(Items from a data source)
----------------
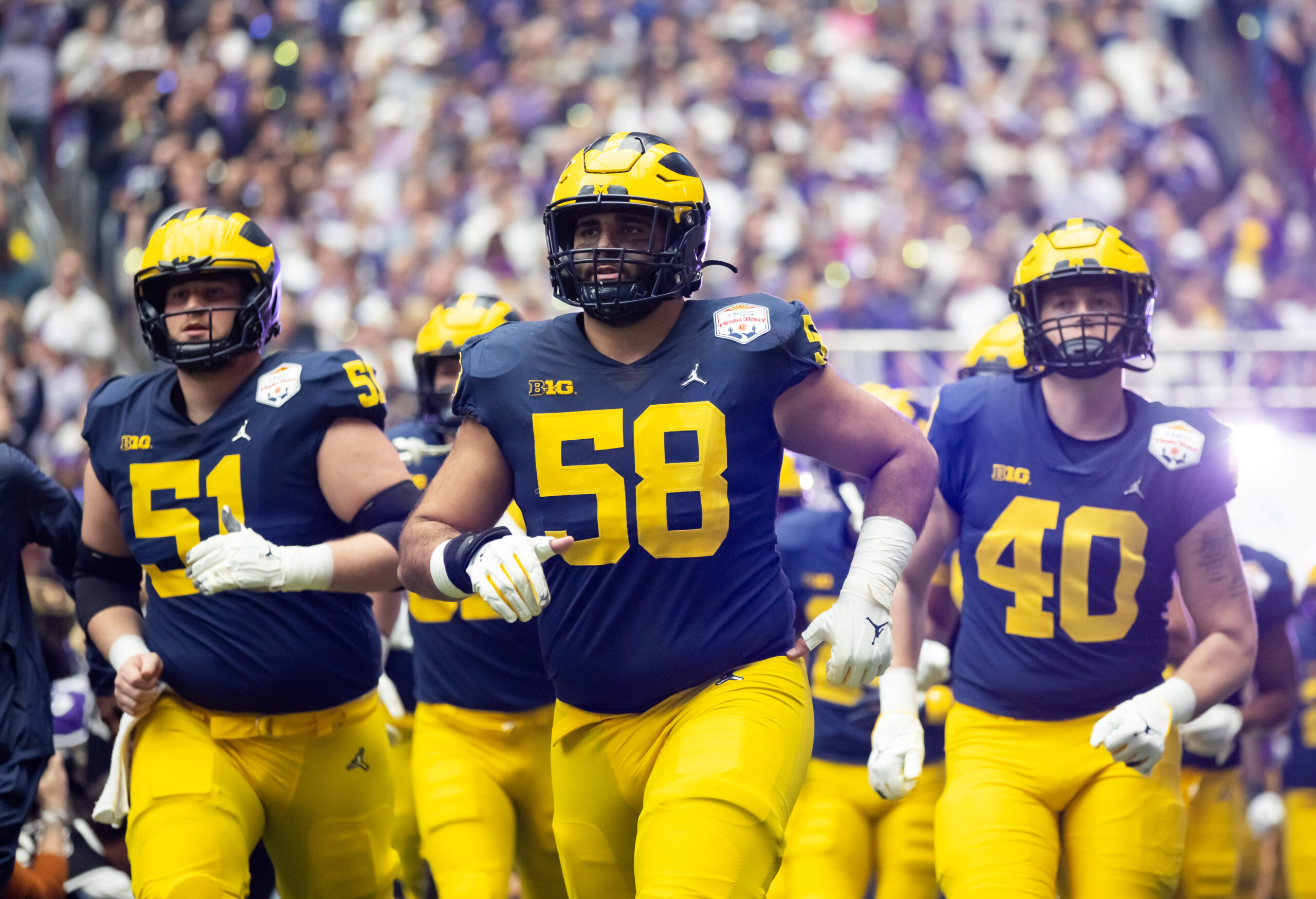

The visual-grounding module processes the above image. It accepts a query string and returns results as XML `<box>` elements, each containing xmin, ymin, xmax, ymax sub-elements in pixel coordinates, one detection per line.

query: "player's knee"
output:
<box><xmin>142</xmin><ymin>874</ymin><xmax>234</xmax><ymax>899</ymax></box>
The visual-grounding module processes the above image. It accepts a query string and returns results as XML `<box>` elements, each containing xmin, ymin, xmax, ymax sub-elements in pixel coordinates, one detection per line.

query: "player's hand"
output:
<box><xmin>1248</xmin><ymin>790</ymin><xmax>1285</xmax><ymax>840</ymax></box>
<box><xmin>184</xmin><ymin>506</ymin><xmax>333</xmax><ymax>596</ymax></box>
<box><xmin>466</xmin><ymin>534</ymin><xmax>575</xmax><ymax>621</ymax></box>
<box><xmin>1179</xmin><ymin>703</ymin><xmax>1242</xmax><ymax>765</ymax></box>
<box><xmin>1090</xmin><ymin>692</ymin><xmax>1173</xmax><ymax>774</ymax></box>
<box><xmin>803</xmin><ymin>589</ymin><xmax>891</xmax><ymax>689</ymax></box>
<box><xmin>115</xmin><ymin>653</ymin><xmax>164</xmax><ymax>717</ymax></box>
<box><xmin>919</xmin><ymin>640</ymin><xmax>950</xmax><ymax>690</ymax></box>
<box><xmin>869</xmin><ymin>712</ymin><xmax>923</xmax><ymax>799</ymax></box>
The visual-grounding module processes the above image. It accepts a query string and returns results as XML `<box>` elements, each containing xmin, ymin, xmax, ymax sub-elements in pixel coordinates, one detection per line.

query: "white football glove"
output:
<box><xmin>429</xmin><ymin>534</ymin><xmax>554</xmax><ymax>621</ymax></box>
<box><xmin>1248</xmin><ymin>790</ymin><xmax>1285</xmax><ymax>840</ymax></box>
<box><xmin>1179</xmin><ymin>703</ymin><xmax>1242</xmax><ymax>765</ymax></box>
<box><xmin>919</xmin><ymin>640</ymin><xmax>950</xmax><ymax>690</ymax></box>
<box><xmin>869</xmin><ymin>668</ymin><xmax>924</xmax><ymax>799</ymax></box>
<box><xmin>803</xmin><ymin>516</ymin><xmax>915</xmax><ymax>689</ymax></box>
<box><xmin>184</xmin><ymin>506</ymin><xmax>333</xmax><ymax>595</ymax></box>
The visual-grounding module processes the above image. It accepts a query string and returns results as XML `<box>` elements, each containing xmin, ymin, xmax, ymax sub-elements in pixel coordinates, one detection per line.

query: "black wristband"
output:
<box><xmin>444</xmin><ymin>527</ymin><xmax>512</xmax><ymax>595</ymax></box>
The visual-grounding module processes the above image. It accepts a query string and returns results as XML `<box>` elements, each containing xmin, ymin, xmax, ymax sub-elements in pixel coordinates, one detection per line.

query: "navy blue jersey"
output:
<box><xmin>0</xmin><ymin>443</ymin><xmax>82</xmax><ymax>768</ymax></box>
<box><xmin>83</xmin><ymin>350</ymin><xmax>385</xmax><ymax>715</ymax></box>
<box><xmin>1183</xmin><ymin>546</ymin><xmax>1293</xmax><ymax>767</ymax></box>
<box><xmin>928</xmin><ymin>378</ymin><xmax>1234</xmax><ymax>720</ymax></box>
<box><xmin>453</xmin><ymin>295</ymin><xmax>827</xmax><ymax>713</ymax></box>
<box><xmin>776</xmin><ymin>509</ymin><xmax>945</xmax><ymax>765</ymax></box>
<box><xmin>1285</xmin><ymin>615</ymin><xmax>1316</xmax><ymax>790</ymax></box>
<box><xmin>388</xmin><ymin>420</ymin><xmax>553</xmax><ymax>712</ymax></box>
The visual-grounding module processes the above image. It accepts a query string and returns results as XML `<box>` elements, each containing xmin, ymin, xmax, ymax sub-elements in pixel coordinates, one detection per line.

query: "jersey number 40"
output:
<box><xmin>974</xmin><ymin>496</ymin><xmax>1147</xmax><ymax>643</ymax></box>
<box><xmin>533</xmin><ymin>400</ymin><xmax>730</xmax><ymax>565</ymax></box>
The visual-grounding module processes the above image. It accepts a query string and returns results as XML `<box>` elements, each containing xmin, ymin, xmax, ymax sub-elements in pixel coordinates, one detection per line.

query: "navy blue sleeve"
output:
<box><xmin>928</xmin><ymin>381</ymin><xmax>973</xmax><ymax>515</ymax></box>
<box><xmin>1171</xmin><ymin>412</ymin><xmax>1238</xmax><ymax>542</ymax></box>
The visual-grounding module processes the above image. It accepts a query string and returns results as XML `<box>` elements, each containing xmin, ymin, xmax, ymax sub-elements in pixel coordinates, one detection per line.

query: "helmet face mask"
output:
<box><xmin>412</xmin><ymin>294</ymin><xmax>521</xmax><ymax>436</ymax></box>
<box><xmin>543</xmin><ymin>132</ymin><xmax>725</xmax><ymax>325</ymax></box>
<box><xmin>133</xmin><ymin>209</ymin><xmax>282</xmax><ymax>371</ymax></box>
<box><xmin>1010</xmin><ymin>219</ymin><xmax>1156</xmax><ymax>379</ymax></box>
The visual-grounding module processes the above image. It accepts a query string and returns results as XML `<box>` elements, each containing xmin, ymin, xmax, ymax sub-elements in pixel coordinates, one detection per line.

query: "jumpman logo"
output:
<box><xmin>863</xmin><ymin>619</ymin><xmax>891</xmax><ymax>646</ymax></box>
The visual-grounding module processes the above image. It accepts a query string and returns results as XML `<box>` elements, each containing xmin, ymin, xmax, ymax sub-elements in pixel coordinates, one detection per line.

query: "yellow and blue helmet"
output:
<box><xmin>133</xmin><ymin>208</ymin><xmax>282</xmax><ymax>371</ymax></box>
<box><xmin>412</xmin><ymin>294</ymin><xmax>521</xmax><ymax>430</ymax></box>
<box><xmin>958</xmin><ymin>312</ymin><xmax>1028</xmax><ymax>381</ymax></box>
<box><xmin>1010</xmin><ymin>219</ymin><xmax>1156</xmax><ymax>378</ymax></box>
<box><xmin>543</xmin><ymin>132</ymin><xmax>732</xmax><ymax>324</ymax></box>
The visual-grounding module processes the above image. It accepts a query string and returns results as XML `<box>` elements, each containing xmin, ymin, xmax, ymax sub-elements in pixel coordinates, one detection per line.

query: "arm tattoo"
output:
<box><xmin>1198</xmin><ymin>528</ymin><xmax>1248</xmax><ymax>598</ymax></box>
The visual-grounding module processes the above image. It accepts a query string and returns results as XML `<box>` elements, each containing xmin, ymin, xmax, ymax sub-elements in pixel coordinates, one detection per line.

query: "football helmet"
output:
<box><xmin>1010</xmin><ymin>219</ymin><xmax>1156</xmax><ymax>378</ymax></box>
<box><xmin>133</xmin><ymin>208</ymin><xmax>282</xmax><ymax>371</ymax></box>
<box><xmin>412</xmin><ymin>294</ymin><xmax>521</xmax><ymax>431</ymax></box>
<box><xmin>543</xmin><ymin>132</ymin><xmax>734</xmax><ymax>325</ymax></box>
<box><xmin>959</xmin><ymin>312</ymin><xmax>1028</xmax><ymax>381</ymax></box>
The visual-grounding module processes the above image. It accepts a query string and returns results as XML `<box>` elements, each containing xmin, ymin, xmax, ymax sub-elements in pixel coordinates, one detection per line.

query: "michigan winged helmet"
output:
<box><xmin>412</xmin><ymin>294</ymin><xmax>521</xmax><ymax>430</ymax></box>
<box><xmin>133</xmin><ymin>208</ymin><xmax>282</xmax><ymax>371</ymax></box>
<box><xmin>1010</xmin><ymin>219</ymin><xmax>1156</xmax><ymax>378</ymax></box>
<box><xmin>543</xmin><ymin>132</ymin><xmax>730</xmax><ymax>324</ymax></box>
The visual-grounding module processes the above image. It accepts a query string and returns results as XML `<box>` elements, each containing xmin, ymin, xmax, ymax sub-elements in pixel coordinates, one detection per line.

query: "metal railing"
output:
<box><xmin>822</xmin><ymin>329</ymin><xmax>1316</xmax><ymax>411</ymax></box>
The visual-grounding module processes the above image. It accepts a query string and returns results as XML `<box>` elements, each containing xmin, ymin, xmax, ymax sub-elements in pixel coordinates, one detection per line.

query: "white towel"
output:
<box><xmin>91</xmin><ymin>715</ymin><xmax>137</xmax><ymax>826</ymax></box>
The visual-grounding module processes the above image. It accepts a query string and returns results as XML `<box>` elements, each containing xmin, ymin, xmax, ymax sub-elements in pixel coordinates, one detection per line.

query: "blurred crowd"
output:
<box><xmin>0</xmin><ymin>0</ymin><xmax>1316</xmax><ymax>437</ymax></box>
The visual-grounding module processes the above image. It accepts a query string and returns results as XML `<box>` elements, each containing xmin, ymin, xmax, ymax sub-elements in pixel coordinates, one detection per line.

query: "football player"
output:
<box><xmin>870</xmin><ymin>219</ymin><xmax>1257</xmax><ymax>899</ymax></box>
<box><xmin>769</xmin><ymin>394</ymin><xmax>950</xmax><ymax>899</ymax></box>
<box><xmin>1170</xmin><ymin>546</ymin><xmax>1297</xmax><ymax>899</ymax></box>
<box><xmin>76</xmin><ymin>209</ymin><xmax>418</xmax><ymax>899</ymax></box>
<box><xmin>376</xmin><ymin>294</ymin><xmax>566</xmax><ymax>899</ymax></box>
<box><xmin>1285</xmin><ymin>569</ymin><xmax>1316</xmax><ymax>899</ymax></box>
<box><xmin>400</xmin><ymin>133</ymin><xmax>936</xmax><ymax>896</ymax></box>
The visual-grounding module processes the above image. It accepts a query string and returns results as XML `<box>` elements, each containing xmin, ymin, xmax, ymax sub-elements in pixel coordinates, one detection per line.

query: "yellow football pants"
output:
<box><xmin>1285</xmin><ymin>787</ymin><xmax>1316</xmax><ymax>899</ymax></box>
<box><xmin>1174</xmin><ymin>767</ymin><xmax>1246</xmax><ymax>899</ymax></box>
<box><xmin>935</xmin><ymin>703</ymin><xmax>1184</xmax><ymax>899</ymax></box>
<box><xmin>412</xmin><ymin>703</ymin><xmax>566</xmax><ymax>899</ymax></box>
<box><xmin>392</xmin><ymin>715</ymin><xmax>425</xmax><ymax>899</ymax></box>
<box><xmin>553</xmin><ymin>656</ymin><xmax>813</xmax><ymax>899</ymax></box>
<box><xmin>127</xmin><ymin>692</ymin><xmax>397</xmax><ymax>899</ymax></box>
<box><xmin>767</xmin><ymin>758</ymin><xmax>946</xmax><ymax>899</ymax></box>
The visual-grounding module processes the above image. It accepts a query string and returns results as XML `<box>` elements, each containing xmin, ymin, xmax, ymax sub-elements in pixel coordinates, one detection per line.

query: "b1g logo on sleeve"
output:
<box><xmin>1147</xmin><ymin>421</ymin><xmax>1207</xmax><ymax>471</ymax></box>
<box><xmin>255</xmin><ymin>362</ymin><xmax>301</xmax><ymax>408</ymax></box>
<box><xmin>714</xmin><ymin>303</ymin><xmax>773</xmax><ymax>345</ymax></box>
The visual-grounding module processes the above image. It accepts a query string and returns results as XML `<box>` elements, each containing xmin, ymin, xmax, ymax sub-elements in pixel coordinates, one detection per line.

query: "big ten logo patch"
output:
<box><xmin>801</xmin><ymin>571</ymin><xmax>836</xmax><ymax>590</ymax></box>
<box><xmin>531</xmin><ymin>381</ymin><xmax>575</xmax><ymax>396</ymax></box>
<box><xmin>991</xmin><ymin>464</ymin><xmax>1030</xmax><ymax>484</ymax></box>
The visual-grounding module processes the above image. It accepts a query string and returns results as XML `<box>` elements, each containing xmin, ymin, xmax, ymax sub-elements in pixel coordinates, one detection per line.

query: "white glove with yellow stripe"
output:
<box><xmin>803</xmin><ymin>515</ymin><xmax>916</xmax><ymax>689</ymax></box>
<box><xmin>1091</xmin><ymin>678</ymin><xmax>1198</xmax><ymax>774</ymax></box>
<box><xmin>869</xmin><ymin>668</ymin><xmax>924</xmax><ymax>799</ymax></box>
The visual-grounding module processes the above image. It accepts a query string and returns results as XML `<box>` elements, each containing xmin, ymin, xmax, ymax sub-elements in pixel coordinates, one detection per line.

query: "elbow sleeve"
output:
<box><xmin>74</xmin><ymin>540</ymin><xmax>142</xmax><ymax>631</ymax></box>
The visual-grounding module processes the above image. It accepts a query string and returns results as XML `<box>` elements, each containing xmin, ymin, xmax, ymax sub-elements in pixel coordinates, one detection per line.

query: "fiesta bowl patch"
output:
<box><xmin>255</xmin><ymin>362</ymin><xmax>301</xmax><ymax>408</ymax></box>
<box><xmin>714</xmin><ymin>303</ymin><xmax>773</xmax><ymax>345</ymax></box>
<box><xmin>1147</xmin><ymin>421</ymin><xmax>1207</xmax><ymax>471</ymax></box>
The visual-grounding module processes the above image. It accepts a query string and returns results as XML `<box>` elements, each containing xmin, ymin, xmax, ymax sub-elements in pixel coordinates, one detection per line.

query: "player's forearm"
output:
<box><xmin>891</xmin><ymin>578</ymin><xmax>928</xmax><ymax>669</ymax></box>
<box><xmin>327</xmin><ymin>532</ymin><xmax>397</xmax><ymax>594</ymax></box>
<box><xmin>87</xmin><ymin>605</ymin><xmax>142</xmax><ymax>659</ymax></box>
<box><xmin>1175</xmin><ymin>631</ymin><xmax>1257</xmax><ymax>715</ymax></box>
<box><xmin>863</xmin><ymin>442</ymin><xmax>937</xmax><ymax>537</ymax></box>
<box><xmin>397</xmin><ymin>513</ymin><xmax>462</xmax><ymax>599</ymax></box>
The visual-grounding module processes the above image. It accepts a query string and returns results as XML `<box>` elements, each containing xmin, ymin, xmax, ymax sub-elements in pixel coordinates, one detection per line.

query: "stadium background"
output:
<box><xmin>0</xmin><ymin>0</ymin><xmax>1316</xmax><ymax>605</ymax></box>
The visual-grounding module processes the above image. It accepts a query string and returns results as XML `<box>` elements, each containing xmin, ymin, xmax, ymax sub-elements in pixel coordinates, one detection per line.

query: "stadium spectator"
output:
<box><xmin>23</xmin><ymin>250</ymin><xmax>116</xmax><ymax>361</ymax></box>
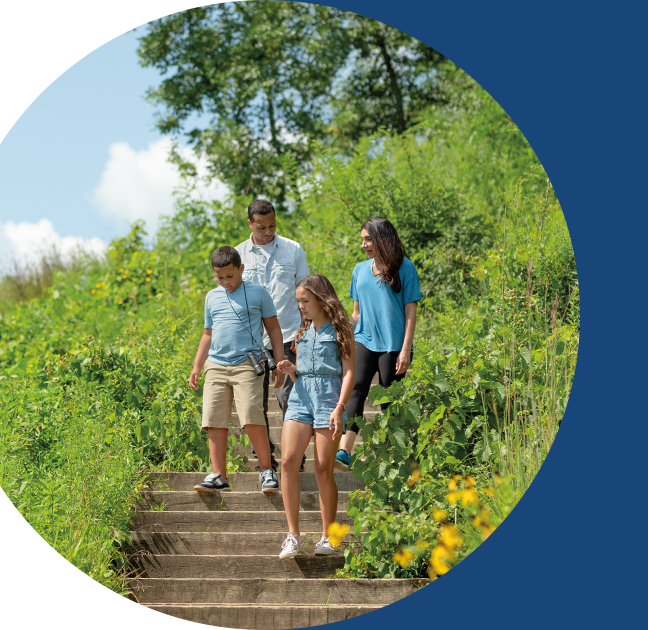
----------------
» **What is required**
Please pick out and copy every line of the listing above that contains the string "football". Letter case matters.

» **Solution for this exercise**
query: "white football glove"
query: "football helmet"
query: "football player"
query: "yellow football pants"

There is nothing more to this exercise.